# [TASK]
Restate the records that follow word for word; no pictures should appear.

# [ITEMS]
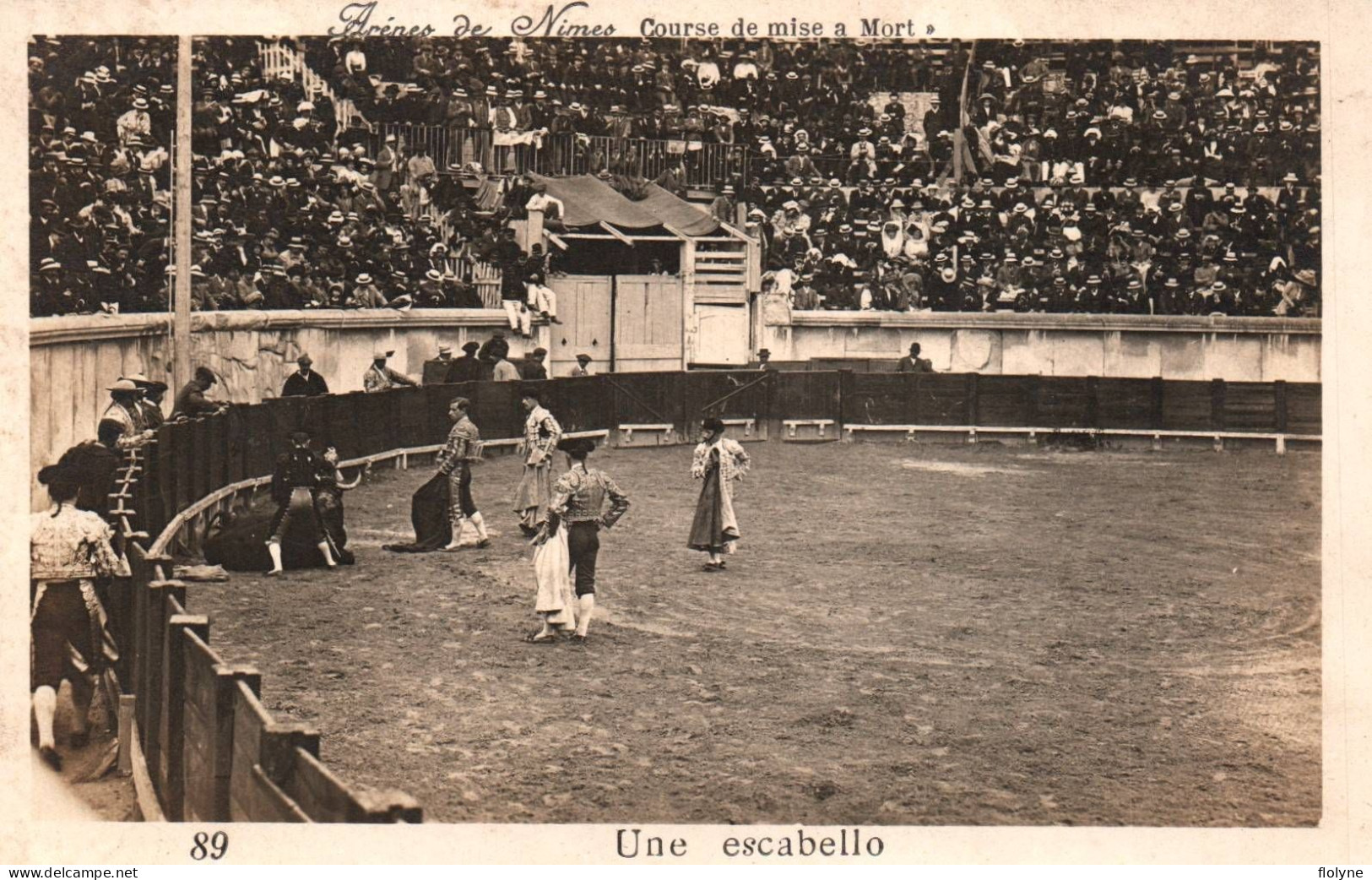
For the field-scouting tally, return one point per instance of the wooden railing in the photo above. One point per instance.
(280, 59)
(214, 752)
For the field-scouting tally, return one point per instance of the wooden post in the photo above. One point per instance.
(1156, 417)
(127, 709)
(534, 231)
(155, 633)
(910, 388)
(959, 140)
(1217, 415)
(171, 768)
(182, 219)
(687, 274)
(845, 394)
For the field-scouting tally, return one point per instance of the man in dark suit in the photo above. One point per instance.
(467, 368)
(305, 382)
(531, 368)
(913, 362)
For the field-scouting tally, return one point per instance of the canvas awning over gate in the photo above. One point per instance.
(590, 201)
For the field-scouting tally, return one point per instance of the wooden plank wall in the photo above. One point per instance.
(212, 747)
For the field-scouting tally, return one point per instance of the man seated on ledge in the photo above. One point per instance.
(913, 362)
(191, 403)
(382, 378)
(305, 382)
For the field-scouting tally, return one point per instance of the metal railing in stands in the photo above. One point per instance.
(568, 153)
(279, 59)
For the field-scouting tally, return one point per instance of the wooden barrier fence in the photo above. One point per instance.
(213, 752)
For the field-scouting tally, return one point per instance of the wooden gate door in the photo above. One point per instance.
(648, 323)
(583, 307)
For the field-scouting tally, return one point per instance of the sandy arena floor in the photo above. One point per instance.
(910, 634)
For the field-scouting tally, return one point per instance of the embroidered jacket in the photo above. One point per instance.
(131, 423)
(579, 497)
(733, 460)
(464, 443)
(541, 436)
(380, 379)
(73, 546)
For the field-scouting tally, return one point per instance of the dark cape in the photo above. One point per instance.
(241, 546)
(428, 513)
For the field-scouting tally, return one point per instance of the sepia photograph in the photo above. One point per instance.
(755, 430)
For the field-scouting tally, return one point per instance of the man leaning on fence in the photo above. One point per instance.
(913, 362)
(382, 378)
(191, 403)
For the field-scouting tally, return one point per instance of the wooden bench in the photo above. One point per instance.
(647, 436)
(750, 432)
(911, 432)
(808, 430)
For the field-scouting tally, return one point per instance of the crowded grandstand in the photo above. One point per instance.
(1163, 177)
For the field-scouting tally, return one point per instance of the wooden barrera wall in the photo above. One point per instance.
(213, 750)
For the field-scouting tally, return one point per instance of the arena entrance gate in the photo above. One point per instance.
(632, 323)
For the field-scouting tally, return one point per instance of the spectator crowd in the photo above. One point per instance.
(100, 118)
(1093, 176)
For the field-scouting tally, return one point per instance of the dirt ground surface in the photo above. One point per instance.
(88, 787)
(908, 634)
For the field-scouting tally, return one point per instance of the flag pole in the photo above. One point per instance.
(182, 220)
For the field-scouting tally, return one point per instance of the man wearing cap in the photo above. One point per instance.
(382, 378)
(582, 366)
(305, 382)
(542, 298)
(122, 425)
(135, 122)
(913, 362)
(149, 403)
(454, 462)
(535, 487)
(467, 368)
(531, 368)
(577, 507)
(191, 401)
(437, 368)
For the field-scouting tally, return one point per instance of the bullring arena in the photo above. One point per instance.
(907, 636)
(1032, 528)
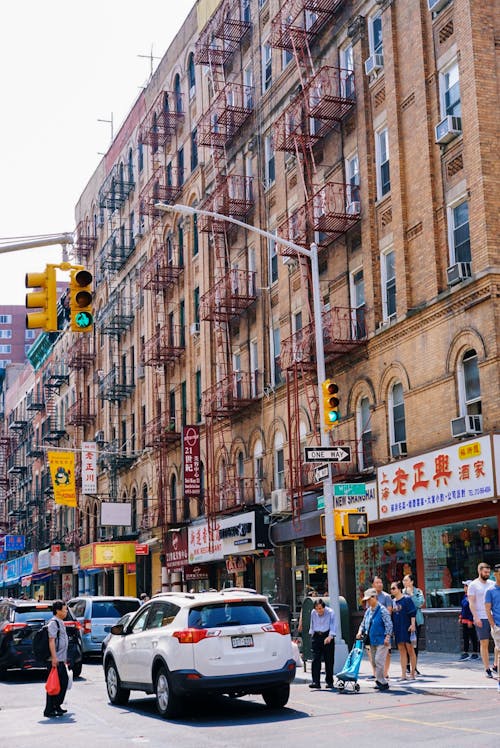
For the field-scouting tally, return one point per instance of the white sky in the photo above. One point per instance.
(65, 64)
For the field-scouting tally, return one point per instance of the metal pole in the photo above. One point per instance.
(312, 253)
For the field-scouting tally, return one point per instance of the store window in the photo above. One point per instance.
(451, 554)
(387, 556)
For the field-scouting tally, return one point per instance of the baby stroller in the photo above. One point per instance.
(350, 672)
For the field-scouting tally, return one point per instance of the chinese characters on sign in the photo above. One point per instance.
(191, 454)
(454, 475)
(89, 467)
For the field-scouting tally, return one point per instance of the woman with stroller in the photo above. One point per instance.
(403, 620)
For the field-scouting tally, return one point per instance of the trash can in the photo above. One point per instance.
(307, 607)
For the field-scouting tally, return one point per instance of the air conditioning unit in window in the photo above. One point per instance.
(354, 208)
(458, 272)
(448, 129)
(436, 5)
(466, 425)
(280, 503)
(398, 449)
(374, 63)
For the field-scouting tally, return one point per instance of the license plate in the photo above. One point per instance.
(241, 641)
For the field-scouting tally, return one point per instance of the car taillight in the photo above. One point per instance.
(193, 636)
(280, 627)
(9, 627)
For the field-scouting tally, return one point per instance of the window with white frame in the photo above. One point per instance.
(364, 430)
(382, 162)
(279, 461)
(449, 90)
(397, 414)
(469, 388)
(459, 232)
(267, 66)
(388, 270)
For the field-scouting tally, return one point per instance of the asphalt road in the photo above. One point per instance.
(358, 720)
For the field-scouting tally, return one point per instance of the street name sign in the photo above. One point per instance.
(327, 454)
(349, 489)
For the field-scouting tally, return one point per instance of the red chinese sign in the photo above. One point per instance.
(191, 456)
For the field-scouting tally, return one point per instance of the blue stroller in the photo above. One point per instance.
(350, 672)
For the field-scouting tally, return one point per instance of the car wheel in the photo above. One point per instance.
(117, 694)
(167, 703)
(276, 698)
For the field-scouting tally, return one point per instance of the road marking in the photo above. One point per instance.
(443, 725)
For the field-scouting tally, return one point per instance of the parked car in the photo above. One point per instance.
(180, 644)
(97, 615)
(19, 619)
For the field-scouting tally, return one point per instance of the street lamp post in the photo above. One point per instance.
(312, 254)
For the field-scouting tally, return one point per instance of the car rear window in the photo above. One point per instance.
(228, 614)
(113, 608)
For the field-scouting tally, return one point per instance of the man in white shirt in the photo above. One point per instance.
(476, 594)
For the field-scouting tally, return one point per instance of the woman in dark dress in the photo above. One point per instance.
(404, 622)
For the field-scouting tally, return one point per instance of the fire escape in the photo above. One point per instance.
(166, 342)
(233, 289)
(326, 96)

# [WRITTEN ANSWER]
For the field-scouting tally, return one point per instance of the wooden railing in the photo above. One point per instance.
(280, 59)
(214, 752)
For the field-scouting tally, return one point per instance of the wooden post in the photo above. One point per instance.
(1156, 417)
(127, 709)
(534, 231)
(155, 633)
(910, 388)
(959, 140)
(1217, 415)
(171, 768)
(182, 219)
(687, 274)
(845, 394)
For the field-scouting tally, return one point per instance of the man in dark suit in the photo above. One point per instance.
(467, 368)
(305, 382)
(531, 368)
(913, 362)
For the field-scouting tally, return one point per instance of the canvas awning over gate in the photo above. One point per instance.
(590, 201)
For the field-scouting tally, return one point per instance of the wooden plank wall in the photo above. One point per instance.
(212, 747)
For the field-scouting tally, return one point per instance of the man seated on ledge in the photo above. One point per instance.
(913, 362)
(191, 403)
(382, 378)
(305, 382)
For the field-scouting tally, return one point per instance of the metal railing in stands in the photo above. One point per instance.
(568, 153)
(279, 59)
For the field-scouting tally, return one point per instance of the wooden barrier fence in the photo above. One point per instance.
(213, 752)
For the field-scouting tally, return one point per instance of the wooden gate door in the photo above. One point per instance.
(648, 323)
(583, 307)
For the field-scouting tally, return one point per instance of the sandy arena floor in the photo above. One point per instance.
(910, 634)
For the field-scouting tally, return one point per instance of the embroidered jacket in the photo above. One point per instance.
(131, 423)
(579, 497)
(733, 460)
(464, 443)
(541, 436)
(380, 379)
(73, 546)
For the field-scouting tally, return one point per instance of the dark cape in the photo above. One point per instance.
(241, 546)
(428, 513)
For the field-scouting tally, return one point per instance of the sepia photograph in the photo above. One point per instance.
(755, 430)
For the field-scouting tally, return one point per instance of the man leaning on fence in the photo above. One point per instance.
(913, 362)
(382, 378)
(191, 403)
For the field-scouting tally, return one point per instance of the wooden bench in the photo above. One point per instance.
(647, 436)
(750, 432)
(911, 432)
(808, 430)
For the field-scouting tally, return one point per instance of the crowded grandstand in the photo above. One point per instance.
(1163, 177)
For the field-scouting tally, return one point per instance of the wooden barrera wall in the photo above. One point per instance.
(213, 750)
For the field-scouting tally, return one point per instance of the arena entrance gate in the photo above. One point per instance.
(632, 323)
For the field-scouting tally, return one point per instance of the spectator crowd in the photo above. One point per instance.
(100, 118)
(1093, 176)
For the field-scouting tally, return one point per instance of the dirt ground surface in the photo above. One point per instance.
(88, 787)
(908, 634)
For the field-scouting tally, return one point per instance of the flag pole in the photo above. One point per instance.
(182, 220)
For the field-scouting tally, return one point per instance of the man wearing cap in the photo above. One point per instance.
(382, 378)
(582, 366)
(305, 382)
(542, 298)
(122, 425)
(135, 122)
(913, 362)
(149, 403)
(454, 462)
(535, 487)
(467, 368)
(531, 368)
(577, 507)
(191, 401)
(437, 368)
For the field-scouting tally, return one point per instance of the bullring arena in the photo above. One point per instance.
(907, 636)
(1032, 528)
For the field-scouting tally, return one point per instance of the white sky in the photo above. One point per instance.
(65, 64)
For the field-scouting tally, return one point per instance of the metal pole in the photo above. One point per instance.
(312, 253)
For the field-scouting tally, return one point per instance of the store window in the photo above. One point per instance.
(451, 554)
(387, 556)
For the field-scouting tally, return one point per instance of the baby stroller in the photo above. One point per instance.
(350, 672)
For the field-scouting tally, return one point per instance of the chinese characters on sign in the photo above. One point per instance.
(191, 454)
(454, 475)
(89, 467)
For the field-scouting tally, return one point per instance of the woman with stroller in the photo above. One point per instance.
(403, 620)
For the field-scouting tally, return one point per instance of the trash can in the photo above. One point per instance.
(307, 607)
For the field-scouting tally, return one point per instance of the air conditioning unit in window in the photo above. One point per instance.
(354, 208)
(458, 272)
(448, 129)
(436, 5)
(466, 425)
(280, 503)
(398, 449)
(374, 63)
For the field-scouting tally, return one point per instance of the license plate in the photo above. One point per instance.
(241, 641)
For the field-scouting tally, return one point per instance of the car taillight in the photo above. One point per instance.
(193, 636)
(280, 627)
(9, 627)
For the field-scouting tally, return one point per instance of the window with white frame in the photo above. One point per instance.
(364, 430)
(382, 162)
(279, 461)
(449, 90)
(397, 414)
(469, 388)
(459, 232)
(267, 66)
(388, 270)
For the field-scouting tally, return one point per instance of the asphalt road in the photo above. One point per instance.
(358, 720)
For the field-scouting tally, return one point per instance of the street name sign in the photo above. One point per instance.
(327, 454)
(349, 489)
For the field-scouting tally, return one point per instance of the red chinese sign in the photo above. One point per instance.
(191, 456)
For the field-scouting tally, return one point per instance of the blue stroller in the photo above. One point per instance.
(350, 672)
For the field-scouting tally, return one point per instance of the car wheel in the photo above. One point per instance.
(117, 694)
(167, 703)
(276, 698)
For the field-scouting tally, return one point per instance of the road marking in the photo above. One point per instance.
(443, 725)
For the field-scouting tally, return one point per instance of the parked car in the photo above. One point per instance.
(180, 644)
(97, 615)
(19, 619)
For the field-scouting tally, return one point per instance of the street lamp post in the photo above. One point per instance.
(312, 254)
For the field-scouting tally, return one point per instance of the car rear window in the photo above. One point per instance.
(228, 614)
(113, 608)
For the field-scouting tally, return one point per instance of the man in white shirt in the photo above. One point per instance.
(476, 594)
For the field-scouting tally, return one point per instance of the woman in dark dress in the photo above. One point per instance.
(404, 622)
For the field-scouting tally, return one point per instance of the fire escape in the photo above. One point per instance.
(166, 342)
(233, 289)
(326, 96)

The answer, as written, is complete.